Every line of the data should be retyped with no difference from the original.
━━ Material for the task
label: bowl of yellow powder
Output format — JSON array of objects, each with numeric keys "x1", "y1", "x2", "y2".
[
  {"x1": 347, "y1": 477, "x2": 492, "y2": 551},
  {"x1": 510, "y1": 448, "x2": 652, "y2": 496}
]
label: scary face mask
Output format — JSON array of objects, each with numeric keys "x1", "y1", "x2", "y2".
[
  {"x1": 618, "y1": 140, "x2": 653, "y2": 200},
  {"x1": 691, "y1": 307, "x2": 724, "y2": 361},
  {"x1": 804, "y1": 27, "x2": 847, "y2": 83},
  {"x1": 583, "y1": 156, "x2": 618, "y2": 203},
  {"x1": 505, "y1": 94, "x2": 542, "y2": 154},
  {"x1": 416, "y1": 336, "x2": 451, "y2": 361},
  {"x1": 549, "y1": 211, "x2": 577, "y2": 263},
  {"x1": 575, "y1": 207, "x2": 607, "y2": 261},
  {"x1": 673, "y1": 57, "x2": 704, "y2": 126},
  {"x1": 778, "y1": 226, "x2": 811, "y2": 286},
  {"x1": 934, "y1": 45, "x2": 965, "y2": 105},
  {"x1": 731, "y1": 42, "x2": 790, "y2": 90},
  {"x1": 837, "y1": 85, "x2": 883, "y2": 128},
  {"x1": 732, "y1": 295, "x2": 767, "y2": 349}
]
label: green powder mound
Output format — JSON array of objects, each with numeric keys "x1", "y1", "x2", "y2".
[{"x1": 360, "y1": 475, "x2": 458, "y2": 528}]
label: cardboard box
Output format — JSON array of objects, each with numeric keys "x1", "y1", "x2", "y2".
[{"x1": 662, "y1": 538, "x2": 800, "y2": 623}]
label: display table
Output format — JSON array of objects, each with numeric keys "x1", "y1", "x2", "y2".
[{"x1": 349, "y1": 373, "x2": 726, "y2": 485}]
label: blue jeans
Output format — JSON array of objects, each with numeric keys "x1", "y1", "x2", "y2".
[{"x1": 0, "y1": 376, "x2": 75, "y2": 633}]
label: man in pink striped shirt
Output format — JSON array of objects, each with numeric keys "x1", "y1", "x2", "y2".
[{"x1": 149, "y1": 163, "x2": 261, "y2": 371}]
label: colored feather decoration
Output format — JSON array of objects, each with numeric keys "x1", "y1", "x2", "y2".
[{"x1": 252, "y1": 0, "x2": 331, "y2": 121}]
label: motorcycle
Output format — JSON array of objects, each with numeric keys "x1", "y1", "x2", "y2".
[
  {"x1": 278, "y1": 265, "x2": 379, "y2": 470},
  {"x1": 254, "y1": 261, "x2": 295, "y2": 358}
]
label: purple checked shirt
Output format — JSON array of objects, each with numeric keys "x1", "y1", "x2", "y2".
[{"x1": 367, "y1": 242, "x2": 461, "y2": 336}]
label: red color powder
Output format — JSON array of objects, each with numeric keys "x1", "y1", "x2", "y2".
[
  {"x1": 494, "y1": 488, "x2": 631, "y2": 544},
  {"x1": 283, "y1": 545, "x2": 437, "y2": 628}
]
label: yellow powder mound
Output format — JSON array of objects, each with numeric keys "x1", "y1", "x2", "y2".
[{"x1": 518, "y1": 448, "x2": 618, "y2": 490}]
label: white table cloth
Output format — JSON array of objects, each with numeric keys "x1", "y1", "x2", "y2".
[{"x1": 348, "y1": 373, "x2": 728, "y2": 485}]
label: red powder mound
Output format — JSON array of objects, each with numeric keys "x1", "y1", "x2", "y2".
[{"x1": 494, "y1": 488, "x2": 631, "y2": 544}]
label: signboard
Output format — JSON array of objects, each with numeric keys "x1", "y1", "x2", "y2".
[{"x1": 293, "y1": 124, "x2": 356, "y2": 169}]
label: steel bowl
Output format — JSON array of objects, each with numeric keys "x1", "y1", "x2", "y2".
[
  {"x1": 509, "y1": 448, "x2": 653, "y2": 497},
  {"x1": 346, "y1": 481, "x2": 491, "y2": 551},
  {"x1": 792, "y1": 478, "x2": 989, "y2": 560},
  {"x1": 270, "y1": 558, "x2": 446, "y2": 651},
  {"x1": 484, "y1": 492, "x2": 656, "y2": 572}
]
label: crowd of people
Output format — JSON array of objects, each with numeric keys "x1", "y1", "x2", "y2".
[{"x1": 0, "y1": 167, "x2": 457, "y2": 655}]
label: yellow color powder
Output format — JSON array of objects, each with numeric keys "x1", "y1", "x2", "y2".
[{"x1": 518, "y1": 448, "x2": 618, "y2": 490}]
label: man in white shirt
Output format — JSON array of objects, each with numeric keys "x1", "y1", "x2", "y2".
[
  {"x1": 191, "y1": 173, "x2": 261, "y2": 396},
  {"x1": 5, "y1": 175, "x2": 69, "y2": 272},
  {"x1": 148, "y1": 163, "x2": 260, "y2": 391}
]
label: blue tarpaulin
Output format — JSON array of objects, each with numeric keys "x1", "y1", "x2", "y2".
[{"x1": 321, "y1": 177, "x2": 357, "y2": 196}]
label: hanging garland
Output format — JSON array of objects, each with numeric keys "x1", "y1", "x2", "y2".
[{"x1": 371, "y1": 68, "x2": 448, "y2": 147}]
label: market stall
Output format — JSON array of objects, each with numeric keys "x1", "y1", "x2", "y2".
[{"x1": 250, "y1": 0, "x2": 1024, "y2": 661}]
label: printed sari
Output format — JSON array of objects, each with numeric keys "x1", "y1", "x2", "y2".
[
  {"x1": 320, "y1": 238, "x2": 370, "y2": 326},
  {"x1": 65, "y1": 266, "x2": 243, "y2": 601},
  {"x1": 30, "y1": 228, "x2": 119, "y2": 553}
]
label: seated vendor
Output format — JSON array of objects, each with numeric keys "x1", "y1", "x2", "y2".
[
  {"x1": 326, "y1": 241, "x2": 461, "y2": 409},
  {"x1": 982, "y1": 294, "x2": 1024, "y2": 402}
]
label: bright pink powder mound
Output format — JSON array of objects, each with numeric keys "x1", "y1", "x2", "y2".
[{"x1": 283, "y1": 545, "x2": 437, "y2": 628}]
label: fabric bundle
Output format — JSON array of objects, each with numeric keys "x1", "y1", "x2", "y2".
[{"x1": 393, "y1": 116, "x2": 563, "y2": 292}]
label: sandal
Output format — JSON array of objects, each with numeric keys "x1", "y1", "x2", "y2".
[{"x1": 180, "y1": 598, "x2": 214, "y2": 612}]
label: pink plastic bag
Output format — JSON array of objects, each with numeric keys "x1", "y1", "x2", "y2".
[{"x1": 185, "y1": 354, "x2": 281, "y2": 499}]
━━━━
Written response:
label: bowl of yellow powder
Output format — JSON array of objects, each with numeric keys "x1", "y1", "x2", "y2".
[
  {"x1": 347, "y1": 477, "x2": 492, "y2": 551},
  {"x1": 510, "y1": 448, "x2": 652, "y2": 496}
]
label: scary face mask
Output format — JSON array of objects, each with numeric keys "x1", "y1", "x2", "y2".
[
  {"x1": 618, "y1": 140, "x2": 653, "y2": 200},
  {"x1": 691, "y1": 307, "x2": 724, "y2": 361},
  {"x1": 804, "y1": 27, "x2": 847, "y2": 83},
  {"x1": 583, "y1": 156, "x2": 618, "y2": 203},
  {"x1": 505, "y1": 94, "x2": 542, "y2": 154},
  {"x1": 416, "y1": 336, "x2": 451, "y2": 361},
  {"x1": 549, "y1": 211, "x2": 577, "y2": 263},
  {"x1": 575, "y1": 207, "x2": 607, "y2": 261},
  {"x1": 673, "y1": 57, "x2": 704, "y2": 126},
  {"x1": 778, "y1": 226, "x2": 811, "y2": 286},
  {"x1": 934, "y1": 45, "x2": 965, "y2": 105},
  {"x1": 731, "y1": 42, "x2": 790, "y2": 90},
  {"x1": 837, "y1": 85, "x2": 883, "y2": 128},
  {"x1": 732, "y1": 295, "x2": 767, "y2": 349}
]
label: green powder mound
Output format — JSON array of objects, each with numeric keys "x1", "y1", "x2", "y2".
[{"x1": 360, "y1": 475, "x2": 458, "y2": 528}]
label: cardboard box
Output format — JSON array of objects, each with numeric keys "x1", "y1", "x2", "y2".
[{"x1": 662, "y1": 538, "x2": 800, "y2": 623}]
label: display table
Output format — JSON array of objects, each with numeric keys "x1", "y1", "x2", "y2".
[{"x1": 349, "y1": 373, "x2": 726, "y2": 485}]
label: blue jeans
Output format — JSON array of objects, each with numeric keys "x1", "y1", "x2", "y2".
[{"x1": 0, "y1": 376, "x2": 75, "y2": 633}]
label: man in pink striped shirt
Output format — JSON array of objects, each with numeric keys "x1", "y1", "x2", "y2".
[{"x1": 149, "y1": 163, "x2": 261, "y2": 371}]
label: colored feather decoration
Output format — JSON array of objects, each with numeric keys "x1", "y1", "x2", "y2".
[{"x1": 252, "y1": 0, "x2": 331, "y2": 121}]
label: motorcycle
Output format — JSON array of objects, each with numeric keys "x1", "y1", "x2", "y2".
[
  {"x1": 278, "y1": 265, "x2": 379, "y2": 470},
  {"x1": 254, "y1": 261, "x2": 295, "y2": 358}
]
label: purple checked shirt
Output format — JSON array of objects, each with numeric keys "x1", "y1", "x2", "y2".
[{"x1": 367, "y1": 242, "x2": 461, "y2": 336}]
label: red color powder
Output format — JSON array of objects, each with numeric keys "x1", "y1", "x2", "y2".
[
  {"x1": 494, "y1": 488, "x2": 631, "y2": 544},
  {"x1": 283, "y1": 545, "x2": 437, "y2": 628}
]
label: yellow powder mound
Output format — JSON array of objects, each with numeric keys "x1", "y1", "x2", "y2".
[{"x1": 518, "y1": 448, "x2": 618, "y2": 490}]
label: white table cloth
Output format — JSON array of objects, each with numeric keys "x1", "y1", "x2", "y2".
[{"x1": 348, "y1": 373, "x2": 728, "y2": 485}]
label: red powder mound
Output format — JSON array of objects, each with numeric keys "x1", "y1", "x2", "y2".
[{"x1": 494, "y1": 488, "x2": 631, "y2": 544}]
label: signboard
Output format — JSON array of objects, each with numeric keys "x1", "y1", "x2", "y2".
[{"x1": 293, "y1": 124, "x2": 356, "y2": 169}]
label: steel bowl
Output format — JSON array of objects, each with numeric keys "x1", "y1", "x2", "y2".
[
  {"x1": 509, "y1": 448, "x2": 653, "y2": 497},
  {"x1": 346, "y1": 481, "x2": 491, "y2": 551},
  {"x1": 792, "y1": 478, "x2": 989, "y2": 560},
  {"x1": 270, "y1": 558, "x2": 446, "y2": 651},
  {"x1": 484, "y1": 492, "x2": 656, "y2": 572}
]
label: crowd of people
Output format — JSON array of objects, each with numeric keys "x1", "y1", "x2", "y2".
[{"x1": 0, "y1": 167, "x2": 457, "y2": 655}]
label: yellow color powder
Output format — JSON array of objects, each with numeric keys "x1", "y1", "x2", "y2".
[{"x1": 518, "y1": 448, "x2": 618, "y2": 490}]
label: man in white shirt
Output format — JSON array of objects, each with numeric keys "x1", "y1", "x2", "y2".
[
  {"x1": 191, "y1": 173, "x2": 261, "y2": 396},
  {"x1": 5, "y1": 175, "x2": 69, "y2": 272},
  {"x1": 148, "y1": 163, "x2": 260, "y2": 391}
]
label: blue tarpaulin
Output format — JSON array of objects, each with numeric keys "x1", "y1", "x2", "y2".
[{"x1": 321, "y1": 177, "x2": 357, "y2": 196}]
label: hanging garland
Output format — JSON array of objects, each with numeric keys "x1", "y1", "x2", "y2".
[{"x1": 371, "y1": 68, "x2": 448, "y2": 147}]
label: market stall
Output format — JSON array of objects, each with numeric keys "x1", "y1", "x2", "y2".
[{"x1": 250, "y1": 0, "x2": 1024, "y2": 661}]
label: printed sari
Output format — JSON array of objects, each with numeric keys "x1", "y1", "x2", "y2".
[
  {"x1": 320, "y1": 238, "x2": 370, "y2": 326},
  {"x1": 65, "y1": 266, "x2": 243, "y2": 601},
  {"x1": 30, "y1": 228, "x2": 119, "y2": 553}
]
label: seated vendor
Output format — JSON array of objects, each with numeric keys "x1", "y1", "x2", "y2".
[
  {"x1": 326, "y1": 241, "x2": 461, "y2": 409},
  {"x1": 982, "y1": 294, "x2": 1024, "y2": 402}
]
label: bright pink powder mound
Output format — JSON array of objects, each with numeric keys "x1", "y1", "x2", "y2".
[{"x1": 283, "y1": 545, "x2": 437, "y2": 628}]
label: fabric bundle
Output format — JSON array of objects, each with numeric keys "x1", "y1", "x2", "y2".
[{"x1": 393, "y1": 116, "x2": 563, "y2": 292}]
label: sandal
Output format — JSON array of objects, each with numeric keys "x1", "y1", "x2", "y2".
[{"x1": 180, "y1": 598, "x2": 214, "y2": 612}]
label: pink plastic bag
Output format — JSON array of objects, each with numeric keys "x1", "y1", "x2", "y2".
[{"x1": 185, "y1": 354, "x2": 281, "y2": 499}]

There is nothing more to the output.